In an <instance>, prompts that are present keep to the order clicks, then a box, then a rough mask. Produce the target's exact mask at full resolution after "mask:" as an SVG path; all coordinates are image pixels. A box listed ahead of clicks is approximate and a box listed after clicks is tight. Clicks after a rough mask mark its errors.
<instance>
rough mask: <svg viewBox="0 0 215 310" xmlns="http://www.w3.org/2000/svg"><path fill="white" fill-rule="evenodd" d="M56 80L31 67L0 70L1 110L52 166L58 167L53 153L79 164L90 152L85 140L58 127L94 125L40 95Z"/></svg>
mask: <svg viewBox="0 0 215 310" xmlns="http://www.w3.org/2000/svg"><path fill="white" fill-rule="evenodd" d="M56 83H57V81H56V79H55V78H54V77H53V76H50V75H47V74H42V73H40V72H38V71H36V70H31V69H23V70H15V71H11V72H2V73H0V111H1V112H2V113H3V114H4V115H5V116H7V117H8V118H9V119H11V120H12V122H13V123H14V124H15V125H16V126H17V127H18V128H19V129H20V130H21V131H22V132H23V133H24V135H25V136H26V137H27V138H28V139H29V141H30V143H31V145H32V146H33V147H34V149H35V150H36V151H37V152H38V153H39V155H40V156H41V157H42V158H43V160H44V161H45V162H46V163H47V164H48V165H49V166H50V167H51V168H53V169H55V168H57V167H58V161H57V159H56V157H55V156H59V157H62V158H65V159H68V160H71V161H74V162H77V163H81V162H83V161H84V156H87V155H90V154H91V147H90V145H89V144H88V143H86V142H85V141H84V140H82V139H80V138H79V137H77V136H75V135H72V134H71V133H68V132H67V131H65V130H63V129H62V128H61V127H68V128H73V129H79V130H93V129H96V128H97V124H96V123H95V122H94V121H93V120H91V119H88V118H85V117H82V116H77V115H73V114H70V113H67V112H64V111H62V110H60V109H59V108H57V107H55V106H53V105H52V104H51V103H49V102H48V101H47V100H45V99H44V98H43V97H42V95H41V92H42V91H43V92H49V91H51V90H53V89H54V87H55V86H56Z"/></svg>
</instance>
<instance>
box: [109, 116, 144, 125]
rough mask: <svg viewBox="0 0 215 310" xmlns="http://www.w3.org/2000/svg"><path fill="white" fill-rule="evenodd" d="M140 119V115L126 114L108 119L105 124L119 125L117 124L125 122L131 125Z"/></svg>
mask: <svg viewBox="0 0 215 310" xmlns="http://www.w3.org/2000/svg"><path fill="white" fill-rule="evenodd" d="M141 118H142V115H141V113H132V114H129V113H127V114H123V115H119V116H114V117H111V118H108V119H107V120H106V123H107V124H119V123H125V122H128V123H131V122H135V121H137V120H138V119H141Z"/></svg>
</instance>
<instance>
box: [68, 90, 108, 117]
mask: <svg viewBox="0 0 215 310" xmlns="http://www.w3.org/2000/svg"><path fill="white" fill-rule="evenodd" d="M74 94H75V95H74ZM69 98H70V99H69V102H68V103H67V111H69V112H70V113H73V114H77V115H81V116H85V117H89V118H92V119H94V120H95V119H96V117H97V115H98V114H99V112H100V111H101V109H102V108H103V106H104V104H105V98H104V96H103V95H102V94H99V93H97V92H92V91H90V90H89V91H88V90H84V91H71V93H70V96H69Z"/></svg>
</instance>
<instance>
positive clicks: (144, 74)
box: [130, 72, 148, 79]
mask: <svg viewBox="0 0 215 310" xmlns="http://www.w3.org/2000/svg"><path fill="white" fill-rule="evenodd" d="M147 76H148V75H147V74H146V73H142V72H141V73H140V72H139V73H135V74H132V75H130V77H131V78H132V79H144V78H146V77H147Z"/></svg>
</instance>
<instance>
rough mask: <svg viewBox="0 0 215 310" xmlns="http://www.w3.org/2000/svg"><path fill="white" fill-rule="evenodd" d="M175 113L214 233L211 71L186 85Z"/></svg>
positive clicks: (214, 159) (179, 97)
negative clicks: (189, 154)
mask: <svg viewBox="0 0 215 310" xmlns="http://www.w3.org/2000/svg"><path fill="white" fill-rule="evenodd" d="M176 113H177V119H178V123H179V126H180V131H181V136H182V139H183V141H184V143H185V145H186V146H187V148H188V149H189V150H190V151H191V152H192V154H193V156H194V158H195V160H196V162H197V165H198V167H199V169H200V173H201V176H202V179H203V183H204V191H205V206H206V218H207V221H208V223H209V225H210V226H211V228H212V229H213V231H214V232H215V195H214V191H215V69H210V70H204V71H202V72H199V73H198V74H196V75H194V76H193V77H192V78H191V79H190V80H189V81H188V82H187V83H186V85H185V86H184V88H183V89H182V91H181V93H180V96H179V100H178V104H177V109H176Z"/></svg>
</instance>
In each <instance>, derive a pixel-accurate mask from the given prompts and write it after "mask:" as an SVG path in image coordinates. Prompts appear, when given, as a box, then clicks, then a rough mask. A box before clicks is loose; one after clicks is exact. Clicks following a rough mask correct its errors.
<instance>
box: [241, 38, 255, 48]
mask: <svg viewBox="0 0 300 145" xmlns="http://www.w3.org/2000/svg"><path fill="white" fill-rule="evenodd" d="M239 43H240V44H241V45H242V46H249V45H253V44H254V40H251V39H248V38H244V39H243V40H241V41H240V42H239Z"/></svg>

Instruction: Copy out the data shown above without altering anything.

Answer for this exercise:
In an <instance>, prompts that are present keep to the order clicks, then a box, then a rough mask. Produce the target's exact mask at full resolution after "mask:" as an SVG path; all coordinates are image pixels. A box listed ahead of clicks is approximate and a box listed after clicks is tight. Clicks after a rough mask mark its errors.
<instance>
rough mask: <svg viewBox="0 0 215 310" xmlns="http://www.w3.org/2000/svg"><path fill="white" fill-rule="evenodd" d="M56 80L31 67L0 70L1 110L52 166L58 167L53 153L79 164L90 152L85 140L58 127L94 125L40 95Z"/></svg>
mask: <svg viewBox="0 0 215 310" xmlns="http://www.w3.org/2000/svg"><path fill="white" fill-rule="evenodd" d="M56 83H57V81H56V79H55V78H54V77H53V76H50V75H47V74H42V73H40V72H38V71H36V70H31V69H23V70H15V71H11V72H2V73H0V111H1V112H2V113H3V114H4V115H5V116H7V117H8V118H9V119H11V120H12V122H13V123H14V124H15V125H16V126H17V127H18V128H19V129H20V130H21V131H22V132H23V133H24V135H25V136H26V137H27V138H28V139H29V141H30V143H31V145H32V146H33V147H34V149H35V150H36V151H37V152H38V153H39V155H40V156H41V157H42V158H43V160H44V161H45V162H46V163H47V164H48V165H49V166H50V167H51V168H53V169H55V168H57V167H58V161H57V159H56V157H55V156H59V157H62V158H65V159H68V160H71V161H74V162H77V163H81V162H83V161H84V156H87V155H90V154H91V147H90V145H89V144H88V143H86V142H85V141H84V140H82V139H80V138H79V137H77V136H75V135H72V134H71V133H68V132H67V131H65V130H63V129H62V128H61V127H68V128H73V129H79V130H93V129H96V128H97V124H96V123H95V122H94V121H93V120H91V119H88V118H85V117H82V116H77V115H73V114H70V113H67V112H64V111H62V110H60V109H59V108H57V107H55V106H53V105H52V104H51V103H49V102H48V101H47V100H45V99H44V98H43V97H42V95H41V92H42V91H43V92H49V91H51V90H53V89H54V87H55V86H56Z"/></svg>
</instance>
<instance>
box: [109, 116, 144, 125]
rough mask: <svg viewBox="0 0 215 310" xmlns="http://www.w3.org/2000/svg"><path fill="white" fill-rule="evenodd" d="M140 119V115L126 114L108 119L105 124L119 125L117 124L125 122L131 125Z"/></svg>
mask: <svg viewBox="0 0 215 310" xmlns="http://www.w3.org/2000/svg"><path fill="white" fill-rule="evenodd" d="M141 118H142V115H141V113H132V114H129V113H127V114H123V115H119V116H114V117H111V118H108V119H107V120H106V123H107V124H119V123H125V122H128V123H131V122H135V121H137V120H138V119H141Z"/></svg>
</instance>
<instance>
box: [68, 90, 108, 117]
mask: <svg viewBox="0 0 215 310" xmlns="http://www.w3.org/2000/svg"><path fill="white" fill-rule="evenodd" d="M74 94H75V95H74ZM69 98H70V99H69V102H68V103H67V111H69V112H70V113H73V114H77V115H81V116H85V117H89V118H92V119H94V120H95V119H96V117H97V115H98V114H99V112H100V111H101V109H102V108H103V106H104V104H105V98H104V96H103V95H102V94H99V93H97V92H92V91H90V90H89V91H88V90H84V91H71V93H70V96H69Z"/></svg>
</instance>
<instance>
positive clicks: (144, 74)
box: [130, 72, 148, 79]
mask: <svg viewBox="0 0 215 310" xmlns="http://www.w3.org/2000/svg"><path fill="white" fill-rule="evenodd" d="M147 76H148V75H147V74H146V73H142V72H141V73H140V72H139V73H135V74H132V75H130V77H131V78H132V79H144V78H146V77H147Z"/></svg>
</instance>
<instance>
rough mask: <svg viewBox="0 0 215 310" xmlns="http://www.w3.org/2000/svg"><path fill="white" fill-rule="evenodd" d="M175 113L214 233L211 71L186 85Z"/></svg>
positive clicks: (214, 159) (179, 97)
negative clicks: (189, 154)
mask: <svg viewBox="0 0 215 310" xmlns="http://www.w3.org/2000/svg"><path fill="white" fill-rule="evenodd" d="M176 113H177V119H178V123H179V126H180V131H181V136H182V139H183V141H184V143H185V145H186V146H187V148H188V149H189V150H190V151H191V152H192V154H193V156H194V158H195V160H196V162H197V165H198V167H199V169H200V173H201V176H202V179H203V183H204V191H205V206H206V218H207V221H208V223H209V225H210V226H211V228H212V229H213V231H214V232H215V195H214V191H215V69H210V70H204V71H202V72H199V73H198V74H196V75H194V76H193V77H192V78H191V79H190V80H189V81H188V82H187V83H186V85H185V86H184V88H183V89H182V91H181V93H180V96H179V100H178V104H177V109H176Z"/></svg>
</instance>
In each <instance>, derive a pixel-accurate mask from the given prompts and write it after "mask:" as an SVG path in image coordinates. Prompts appear, when given, as a box, then clicks, then a rough mask. A box before clicks is loose; one after clicks is exact. Clicks following a rough mask correct its errors.
<instance>
box: [241, 38, 255, 48]
mask: <svg viewBox="0 0 300 145" xmlns="http://www.w3.org/2000/svg"><path fill="white" fill-rule="evenodd" d="M239 43H240V44H241V45H242V46H249V45H253V44H254V40H251V39H248V38H244V39H243V40H241V41H240V42H239Z"/></svg>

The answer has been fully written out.